• WHAT THE EXERCISE ASKS: Give the number of lines in the records below that include "tablet", and nothing more.

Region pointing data
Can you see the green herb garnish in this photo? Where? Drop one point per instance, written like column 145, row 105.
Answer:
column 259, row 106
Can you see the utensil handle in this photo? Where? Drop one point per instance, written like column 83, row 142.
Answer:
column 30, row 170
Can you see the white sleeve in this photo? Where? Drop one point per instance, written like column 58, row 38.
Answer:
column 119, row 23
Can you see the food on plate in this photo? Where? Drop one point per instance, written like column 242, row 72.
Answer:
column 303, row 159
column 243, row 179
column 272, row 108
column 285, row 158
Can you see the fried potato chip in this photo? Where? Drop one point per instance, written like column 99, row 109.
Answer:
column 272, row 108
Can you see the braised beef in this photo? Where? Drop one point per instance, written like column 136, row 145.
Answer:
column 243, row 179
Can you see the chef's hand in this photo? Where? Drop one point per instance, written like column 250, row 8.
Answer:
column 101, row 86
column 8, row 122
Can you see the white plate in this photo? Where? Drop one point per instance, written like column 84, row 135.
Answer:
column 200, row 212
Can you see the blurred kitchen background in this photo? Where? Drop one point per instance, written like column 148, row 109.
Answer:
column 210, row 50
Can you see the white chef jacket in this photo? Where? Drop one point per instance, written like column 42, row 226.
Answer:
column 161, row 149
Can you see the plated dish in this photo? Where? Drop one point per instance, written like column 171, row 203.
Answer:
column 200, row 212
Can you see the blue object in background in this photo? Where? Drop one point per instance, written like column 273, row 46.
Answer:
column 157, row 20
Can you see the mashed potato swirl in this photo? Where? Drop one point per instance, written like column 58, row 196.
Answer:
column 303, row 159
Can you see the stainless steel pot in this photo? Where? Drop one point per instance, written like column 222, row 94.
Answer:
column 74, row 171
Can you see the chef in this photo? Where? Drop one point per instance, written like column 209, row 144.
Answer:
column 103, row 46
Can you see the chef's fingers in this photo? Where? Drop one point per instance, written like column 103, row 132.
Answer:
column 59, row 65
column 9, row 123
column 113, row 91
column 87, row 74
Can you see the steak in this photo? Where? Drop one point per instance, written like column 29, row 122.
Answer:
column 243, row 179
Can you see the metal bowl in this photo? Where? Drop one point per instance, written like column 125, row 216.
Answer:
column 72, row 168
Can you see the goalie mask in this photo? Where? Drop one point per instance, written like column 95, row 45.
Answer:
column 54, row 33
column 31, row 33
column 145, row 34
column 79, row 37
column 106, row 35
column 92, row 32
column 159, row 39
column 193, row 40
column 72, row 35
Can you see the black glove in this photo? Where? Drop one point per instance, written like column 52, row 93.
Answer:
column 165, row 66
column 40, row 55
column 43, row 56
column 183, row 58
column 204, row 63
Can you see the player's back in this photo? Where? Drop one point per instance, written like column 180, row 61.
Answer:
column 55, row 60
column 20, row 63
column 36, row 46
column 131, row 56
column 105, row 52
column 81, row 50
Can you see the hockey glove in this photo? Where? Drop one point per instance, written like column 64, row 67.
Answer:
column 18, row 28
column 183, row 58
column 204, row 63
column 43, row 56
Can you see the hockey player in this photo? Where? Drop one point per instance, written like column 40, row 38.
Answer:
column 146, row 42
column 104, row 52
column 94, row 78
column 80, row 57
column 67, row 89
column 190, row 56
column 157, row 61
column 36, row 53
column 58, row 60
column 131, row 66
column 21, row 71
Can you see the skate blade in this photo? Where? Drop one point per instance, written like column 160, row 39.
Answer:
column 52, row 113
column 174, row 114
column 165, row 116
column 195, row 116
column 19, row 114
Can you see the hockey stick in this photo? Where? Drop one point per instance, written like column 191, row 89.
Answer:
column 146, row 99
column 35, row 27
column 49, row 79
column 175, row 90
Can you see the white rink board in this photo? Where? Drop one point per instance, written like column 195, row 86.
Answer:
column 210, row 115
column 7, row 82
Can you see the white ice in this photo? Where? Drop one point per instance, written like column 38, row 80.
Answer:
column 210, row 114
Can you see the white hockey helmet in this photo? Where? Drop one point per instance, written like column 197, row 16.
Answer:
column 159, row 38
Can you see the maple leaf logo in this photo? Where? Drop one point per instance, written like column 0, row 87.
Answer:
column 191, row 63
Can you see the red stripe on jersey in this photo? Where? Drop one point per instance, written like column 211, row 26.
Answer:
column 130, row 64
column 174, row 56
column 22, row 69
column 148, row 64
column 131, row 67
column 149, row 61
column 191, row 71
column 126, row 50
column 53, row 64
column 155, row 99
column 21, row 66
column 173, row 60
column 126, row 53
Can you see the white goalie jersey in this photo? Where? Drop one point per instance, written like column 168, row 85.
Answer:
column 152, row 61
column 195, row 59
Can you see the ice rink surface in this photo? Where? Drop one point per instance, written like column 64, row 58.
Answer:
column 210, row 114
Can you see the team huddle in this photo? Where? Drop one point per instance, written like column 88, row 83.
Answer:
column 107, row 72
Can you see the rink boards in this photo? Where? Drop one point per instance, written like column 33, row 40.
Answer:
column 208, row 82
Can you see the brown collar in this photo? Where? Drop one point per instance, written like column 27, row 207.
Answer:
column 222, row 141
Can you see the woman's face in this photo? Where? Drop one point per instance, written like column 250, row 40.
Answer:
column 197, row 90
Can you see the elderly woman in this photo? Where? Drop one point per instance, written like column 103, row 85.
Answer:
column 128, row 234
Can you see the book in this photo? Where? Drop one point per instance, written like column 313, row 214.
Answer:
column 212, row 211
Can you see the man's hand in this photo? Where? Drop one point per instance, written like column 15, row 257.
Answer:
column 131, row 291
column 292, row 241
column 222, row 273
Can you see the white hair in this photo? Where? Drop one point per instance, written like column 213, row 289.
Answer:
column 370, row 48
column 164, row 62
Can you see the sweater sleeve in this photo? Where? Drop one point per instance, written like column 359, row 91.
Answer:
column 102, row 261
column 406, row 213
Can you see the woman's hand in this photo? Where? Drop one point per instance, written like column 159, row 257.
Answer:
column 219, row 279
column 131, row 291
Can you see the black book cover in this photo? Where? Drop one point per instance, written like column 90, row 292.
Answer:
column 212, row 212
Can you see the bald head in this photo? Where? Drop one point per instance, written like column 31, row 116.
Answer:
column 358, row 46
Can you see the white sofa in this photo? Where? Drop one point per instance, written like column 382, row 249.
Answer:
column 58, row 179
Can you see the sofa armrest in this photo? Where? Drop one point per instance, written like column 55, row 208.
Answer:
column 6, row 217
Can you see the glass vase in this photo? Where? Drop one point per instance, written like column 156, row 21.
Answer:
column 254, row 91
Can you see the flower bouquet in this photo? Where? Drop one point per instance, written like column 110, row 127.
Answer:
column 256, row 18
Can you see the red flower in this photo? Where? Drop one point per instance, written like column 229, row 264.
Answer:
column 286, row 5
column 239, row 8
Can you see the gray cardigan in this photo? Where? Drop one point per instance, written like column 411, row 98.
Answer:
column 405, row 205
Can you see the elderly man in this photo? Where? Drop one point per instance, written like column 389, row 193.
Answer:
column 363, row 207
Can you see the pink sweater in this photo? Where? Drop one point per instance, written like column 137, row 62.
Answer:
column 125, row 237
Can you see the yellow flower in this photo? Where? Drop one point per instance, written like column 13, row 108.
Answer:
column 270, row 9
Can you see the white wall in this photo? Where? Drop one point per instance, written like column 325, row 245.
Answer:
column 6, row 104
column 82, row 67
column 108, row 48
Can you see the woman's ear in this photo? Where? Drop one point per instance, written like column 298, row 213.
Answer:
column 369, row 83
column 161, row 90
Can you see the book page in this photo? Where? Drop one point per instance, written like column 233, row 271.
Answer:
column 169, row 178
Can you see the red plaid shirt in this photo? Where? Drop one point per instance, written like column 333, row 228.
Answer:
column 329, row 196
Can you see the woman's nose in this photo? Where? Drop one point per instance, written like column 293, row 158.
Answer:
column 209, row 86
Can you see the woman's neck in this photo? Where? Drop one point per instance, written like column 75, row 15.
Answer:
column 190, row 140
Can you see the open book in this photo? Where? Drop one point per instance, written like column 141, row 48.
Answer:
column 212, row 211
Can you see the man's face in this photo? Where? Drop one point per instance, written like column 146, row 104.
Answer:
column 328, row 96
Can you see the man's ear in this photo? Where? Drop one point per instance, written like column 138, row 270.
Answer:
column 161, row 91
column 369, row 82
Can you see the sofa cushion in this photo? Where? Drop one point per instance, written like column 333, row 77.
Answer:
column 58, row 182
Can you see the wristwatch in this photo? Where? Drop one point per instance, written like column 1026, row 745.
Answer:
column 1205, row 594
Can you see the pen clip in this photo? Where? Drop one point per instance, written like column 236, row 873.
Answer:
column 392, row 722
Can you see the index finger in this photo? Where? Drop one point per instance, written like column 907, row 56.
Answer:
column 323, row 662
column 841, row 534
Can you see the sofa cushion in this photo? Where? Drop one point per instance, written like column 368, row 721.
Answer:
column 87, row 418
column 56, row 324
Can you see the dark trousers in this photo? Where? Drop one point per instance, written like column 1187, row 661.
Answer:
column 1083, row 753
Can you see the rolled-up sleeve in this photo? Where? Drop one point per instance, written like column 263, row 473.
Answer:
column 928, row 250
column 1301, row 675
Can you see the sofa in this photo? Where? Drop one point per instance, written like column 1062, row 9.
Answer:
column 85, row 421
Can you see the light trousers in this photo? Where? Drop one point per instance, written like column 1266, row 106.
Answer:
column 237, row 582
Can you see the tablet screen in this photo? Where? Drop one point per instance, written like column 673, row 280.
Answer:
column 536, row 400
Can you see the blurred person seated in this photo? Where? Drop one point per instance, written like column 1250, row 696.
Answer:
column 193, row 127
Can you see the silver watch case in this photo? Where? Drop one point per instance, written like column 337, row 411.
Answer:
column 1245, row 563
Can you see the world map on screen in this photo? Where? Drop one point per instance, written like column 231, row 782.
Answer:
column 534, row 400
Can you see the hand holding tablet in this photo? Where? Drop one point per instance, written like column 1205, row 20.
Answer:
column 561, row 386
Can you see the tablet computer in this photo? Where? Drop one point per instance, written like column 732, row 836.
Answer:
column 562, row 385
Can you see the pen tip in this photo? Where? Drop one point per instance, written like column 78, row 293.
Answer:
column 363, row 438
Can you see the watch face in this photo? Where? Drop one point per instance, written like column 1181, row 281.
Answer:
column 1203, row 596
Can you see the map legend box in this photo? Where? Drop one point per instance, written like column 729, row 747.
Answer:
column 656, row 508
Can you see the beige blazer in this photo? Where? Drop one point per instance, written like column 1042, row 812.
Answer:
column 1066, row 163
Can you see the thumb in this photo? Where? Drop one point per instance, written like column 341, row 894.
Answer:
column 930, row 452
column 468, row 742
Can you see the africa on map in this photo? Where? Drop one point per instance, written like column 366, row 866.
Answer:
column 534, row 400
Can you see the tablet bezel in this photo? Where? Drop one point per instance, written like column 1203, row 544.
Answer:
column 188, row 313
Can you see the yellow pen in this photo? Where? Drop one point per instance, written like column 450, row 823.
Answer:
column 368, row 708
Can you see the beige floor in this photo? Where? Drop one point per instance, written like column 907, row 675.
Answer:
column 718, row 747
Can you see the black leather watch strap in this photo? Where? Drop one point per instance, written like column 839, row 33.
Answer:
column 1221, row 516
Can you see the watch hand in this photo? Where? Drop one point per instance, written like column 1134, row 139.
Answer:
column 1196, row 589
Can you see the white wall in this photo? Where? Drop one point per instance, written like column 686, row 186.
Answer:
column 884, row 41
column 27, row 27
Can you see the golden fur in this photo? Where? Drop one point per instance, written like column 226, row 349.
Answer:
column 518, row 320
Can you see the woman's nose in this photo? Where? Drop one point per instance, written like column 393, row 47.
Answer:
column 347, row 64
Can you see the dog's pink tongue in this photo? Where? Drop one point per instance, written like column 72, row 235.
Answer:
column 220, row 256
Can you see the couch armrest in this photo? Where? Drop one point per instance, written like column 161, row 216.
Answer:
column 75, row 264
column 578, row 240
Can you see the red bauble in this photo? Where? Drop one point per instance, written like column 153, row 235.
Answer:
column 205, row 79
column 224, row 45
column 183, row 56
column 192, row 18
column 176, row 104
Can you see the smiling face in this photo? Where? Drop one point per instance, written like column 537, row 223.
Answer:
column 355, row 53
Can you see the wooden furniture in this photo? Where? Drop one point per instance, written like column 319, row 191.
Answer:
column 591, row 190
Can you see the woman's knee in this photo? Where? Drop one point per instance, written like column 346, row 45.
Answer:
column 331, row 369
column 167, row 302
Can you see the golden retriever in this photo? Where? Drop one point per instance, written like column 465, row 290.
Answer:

• ANSWER TO THE PROBLEM: 4